» **EXERCISE**
Among the records, how many lines carry the string "coordinate"? Give that number with nothing added.

--------------------

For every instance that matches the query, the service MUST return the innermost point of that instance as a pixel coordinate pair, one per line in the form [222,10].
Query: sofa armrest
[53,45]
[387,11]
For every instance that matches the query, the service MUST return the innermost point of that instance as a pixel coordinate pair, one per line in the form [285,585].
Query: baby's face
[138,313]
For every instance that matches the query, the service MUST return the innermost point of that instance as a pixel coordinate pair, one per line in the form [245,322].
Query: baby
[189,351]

--------------------

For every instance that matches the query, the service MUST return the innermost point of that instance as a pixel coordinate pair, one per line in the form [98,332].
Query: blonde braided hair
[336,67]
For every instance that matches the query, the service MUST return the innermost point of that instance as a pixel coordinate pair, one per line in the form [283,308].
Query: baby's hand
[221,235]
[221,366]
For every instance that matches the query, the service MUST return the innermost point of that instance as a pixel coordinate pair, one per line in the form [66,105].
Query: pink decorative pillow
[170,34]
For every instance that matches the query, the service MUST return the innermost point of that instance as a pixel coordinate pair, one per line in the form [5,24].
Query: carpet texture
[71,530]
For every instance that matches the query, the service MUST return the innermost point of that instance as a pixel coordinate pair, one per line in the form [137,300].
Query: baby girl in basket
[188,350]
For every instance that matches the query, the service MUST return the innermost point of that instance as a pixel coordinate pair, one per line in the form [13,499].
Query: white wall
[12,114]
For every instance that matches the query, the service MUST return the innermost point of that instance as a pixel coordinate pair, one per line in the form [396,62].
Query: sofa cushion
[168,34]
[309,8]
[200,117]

--------------------

» **ANSWER SECTION**
10